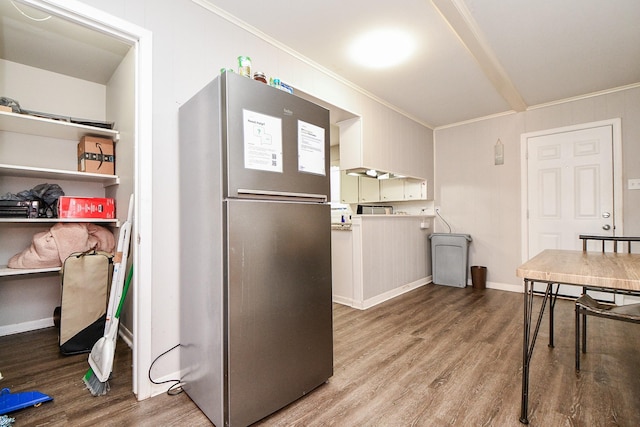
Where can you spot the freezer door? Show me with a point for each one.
(273, 141)
(279, 330)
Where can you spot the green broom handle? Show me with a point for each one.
(124, 291)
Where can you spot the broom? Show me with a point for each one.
(101, 356)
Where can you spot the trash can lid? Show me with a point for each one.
(465, 236)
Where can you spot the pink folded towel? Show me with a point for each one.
(51, 248)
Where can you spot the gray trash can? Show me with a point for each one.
(450, 258)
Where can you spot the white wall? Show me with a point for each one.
(190, 45)
(482, 199)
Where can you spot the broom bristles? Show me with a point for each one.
(95, 386)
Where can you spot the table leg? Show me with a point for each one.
(552, 306)
(529, 341)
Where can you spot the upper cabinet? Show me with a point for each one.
(392, 143)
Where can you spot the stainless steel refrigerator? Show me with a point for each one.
(255, 249)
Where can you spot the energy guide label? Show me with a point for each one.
(262, 141)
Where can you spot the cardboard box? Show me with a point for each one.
(86, 207)
(96, 155)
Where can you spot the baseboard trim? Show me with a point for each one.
(32, 325)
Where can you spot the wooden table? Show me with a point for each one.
(609, 271)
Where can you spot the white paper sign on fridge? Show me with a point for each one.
(311, 148)
(262, 141)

......

Written exercise: Rescale the data above by reproducing every line except the picture, with the requests unchanged and each point coordinate in the answers multiplied by 0.2 and rounded to the nearest whole number, halves rounding up.

Worked answer:
Where can you spot the freezer door? Show me with a point for each one.
(55, 28)
(56, 66)
Where can you spot the green broom handle? Show me with a point for each one.
(25, 58)
Where can you spot the broom? Show me with a point for each one.
(20, 71)
Where can you spot the trash can lid? Show me with a point for each one.
(93, 47)
Where can you spot the pink folded towel? Show me with a point for each one.
(10, 50)
Where can you spot the gray trash can? Show me with a point for each one.
(90, 52)
Where can you spot the white wall? Show me with a point for each one.
(38, 9)
(96, 40)
Where can you spot the broom bristles? Show me with a point for each one.
(19, 77)
Where can you spot the table leg? Show me with a point for each one.
(110, 61)
(106, 68)
Where can you spot the upper cabinet? Show me with a point for each one.
(78, 29)
Where can you spot the stainless steel refrigerator? Show me with a point for each one.
(51, 50)
Where can you spot the energy guide label? Show me with a point for each one.
(52, 28)
Where can you spot the cardboard box? Show me with a point for each one.
(17, 41)
(19, 31)
Where can you spot the baseboard trim? Show me with a point for each one.
(6, 65)
Where can you spot the wooden table? Show me with a point for each one.
(122, 54)
Where can you spot the white paper sign on fridge? Show me with a point for each one.
(62, 30)
(52, 28)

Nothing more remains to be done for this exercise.